* Task objective
Reproduce the section of the tobacco-control text that begins at "Measures for the" and ends after "Sri Lanka RM10.90.", changing each "premium brand" to "top-tier brand".

Illegal and contraband bands may cost as low as RM2 per 20 sticks pack, while duty-free cigarettes are smuggled by syndicates and sold illegally by errant retailers all over the country for between RM3.50 and RM4 for a pack of 20s. The rogue retailers not only sell smuggled cigarettes but violate the government’s mandated RM7 minimum cigarette price (MCP).
Malaysians reportedly smoke a “staggering nine billion sticks of illicit cigarettes each year” – approximately 4 out of 10 cigarettes smoked in the country are illegal, costing the Government up to RM 2 billion in lost revenue from taxes.
Measures for the Government:
The Consumers Association of Penang (CAP) urges the government to take a serious view of the smoking scourge that threatens individual citizens and the healthy fabric of society. Concrete steps must be cemented in the Malaysian policy and rightly implemented to fight the growing problem of tobacco use:
1) Reduce demand
a. Make the minimum cigarette price mandated for cigarettes steep to get users to quit tis expensive habit. The retailing price of premium brand cigarettes should be fixed at a high rate for a pack of 20s, higher than the current price of about RM10 per pack. The price of premium brand cigarettes in United Kingdom is RM36.60, Ireland RM37.98, Singapore RM27.80, New Zealand RM27.20, Japan RM 10.60, Sri Lanka RM10.90.
b. Enforce the ban on the sale of loose cigarettes to ensure retailers do not sell these.
c. Hike up the excise duties on tobacco products and beef up enforcement to prevent smuggling of illegal, contraband or duty-free cigarettes. This helps to keep cigarettes out of the reach of a larger population.
d. Remove the duty-free status for cigarettes and tobacco products sold at airports and duty-free shops.
e. Stop sale of cigarettes on board Malaysian planes.
f. Ban display of cigarettes at payment counters of retail outlets and other prominent places. Instead, these products should be kept away from public view, for instance under the payment counters, and only brought out for sale on the specific request of a customer.
2) Protection against passive smoking – Extend the ban on smoking to cover all public places including restaurants, bars, parks and recreation areas.
3) Introduce a licensing system that limits the number and location of outlets allowed to sell tobacco products. The license should be subjected to yearly renewal.

* Record excerpts
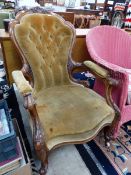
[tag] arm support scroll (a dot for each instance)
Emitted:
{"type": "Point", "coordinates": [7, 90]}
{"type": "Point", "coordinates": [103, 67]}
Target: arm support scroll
{"type": "Point", "coordinates": [109, 82]}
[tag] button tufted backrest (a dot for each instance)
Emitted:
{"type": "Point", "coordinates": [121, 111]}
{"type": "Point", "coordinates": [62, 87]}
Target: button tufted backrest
{"type": "Point", "coordinates": [46, 42]}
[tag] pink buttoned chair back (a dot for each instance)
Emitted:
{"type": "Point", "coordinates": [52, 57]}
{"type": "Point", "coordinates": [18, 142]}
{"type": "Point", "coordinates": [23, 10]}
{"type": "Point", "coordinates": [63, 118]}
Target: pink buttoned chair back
{"type": "Point", "coordinates": [110, 47]}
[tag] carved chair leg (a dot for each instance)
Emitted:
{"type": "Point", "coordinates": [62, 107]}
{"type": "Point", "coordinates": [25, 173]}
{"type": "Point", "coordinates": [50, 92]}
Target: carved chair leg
{"type": "Point", "coordinates": [42, 154]}
{"type": "Point", "coordinates": [106, 136]}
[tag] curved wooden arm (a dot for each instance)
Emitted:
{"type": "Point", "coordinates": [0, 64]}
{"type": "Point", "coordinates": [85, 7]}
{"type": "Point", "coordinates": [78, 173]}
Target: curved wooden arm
{"type": "Point", "coordinates": [71, 68]}
{"type": "Point", "coordinates": [38, 132]}
{"type": "Point", "coordinates": [109, 82]}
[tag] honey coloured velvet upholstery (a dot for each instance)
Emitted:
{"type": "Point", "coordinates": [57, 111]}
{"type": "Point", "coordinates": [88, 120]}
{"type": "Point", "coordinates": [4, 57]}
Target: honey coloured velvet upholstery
{"type": "Point", "coordinates": [68, 112]}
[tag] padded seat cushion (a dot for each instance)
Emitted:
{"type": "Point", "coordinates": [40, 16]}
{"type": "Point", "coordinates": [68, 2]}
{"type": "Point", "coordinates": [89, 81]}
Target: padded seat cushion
{"type": "Point", "coordinates": [71, 109]}
{"type": "Point", "coordinates": [129, 86]}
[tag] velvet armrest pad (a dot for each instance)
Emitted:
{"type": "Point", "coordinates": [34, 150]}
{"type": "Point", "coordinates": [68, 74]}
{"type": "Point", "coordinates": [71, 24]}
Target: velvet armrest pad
{"type": "Point", "coordinates": [22, 84]}
{"type": "Point", "coordinates": [96, 69]}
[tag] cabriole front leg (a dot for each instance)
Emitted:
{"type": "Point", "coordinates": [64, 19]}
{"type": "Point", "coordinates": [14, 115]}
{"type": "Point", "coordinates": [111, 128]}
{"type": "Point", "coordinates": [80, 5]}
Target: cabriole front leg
{"type": "Point", "coordinates": [38, 134]}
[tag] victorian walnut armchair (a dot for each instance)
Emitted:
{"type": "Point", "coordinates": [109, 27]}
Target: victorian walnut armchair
{"type": "Point", "coordinates": [62, 110]}
{"type": "Point", "coordinates": [113, 53]}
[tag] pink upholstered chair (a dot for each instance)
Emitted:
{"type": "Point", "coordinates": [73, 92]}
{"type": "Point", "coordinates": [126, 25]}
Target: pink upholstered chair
{"type": "Point", "coordinates": [110, 47]}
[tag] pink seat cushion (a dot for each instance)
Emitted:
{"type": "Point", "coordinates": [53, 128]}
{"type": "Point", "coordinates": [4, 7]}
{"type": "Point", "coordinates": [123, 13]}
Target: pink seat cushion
{"type": "Point", "coordinates": [129, 87]}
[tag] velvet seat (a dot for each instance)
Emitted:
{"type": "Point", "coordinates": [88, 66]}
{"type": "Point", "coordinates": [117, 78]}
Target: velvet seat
{"type": "Point", "coordinates": [63, 110]}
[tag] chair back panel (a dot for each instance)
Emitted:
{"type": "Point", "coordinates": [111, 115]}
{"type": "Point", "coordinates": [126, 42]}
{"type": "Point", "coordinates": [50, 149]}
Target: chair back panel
{"type": "Point", "coordinates": [46, 42]}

* Answer below
Measures for the Government:
The Consumers Association of Penang (CAP) urges the government to take a serious view of the smoking scourge that threatens individual citizens and the healthy fabric of society. Concrete steps must be cemented in the Malaysian policy and rightly implemented to fight the growing problem of tobacco use:
1) Reduce demand
a. Make the minimum cigarette price mandated for cigarettes steep to get users to quit tis expensive habit. The retailing price of top-tier brand cigarettes should be fixed at a high rate for a pack of 20s, higher than the current price of about RM10 per pack. The price of top-tier brand cigarettes in United Kingdom is RM36.60, Ireland RM37.98, Singapore RM27.80, New Zealand RM27.20, Japan RM 10.60, Sri Lanka RM10.90.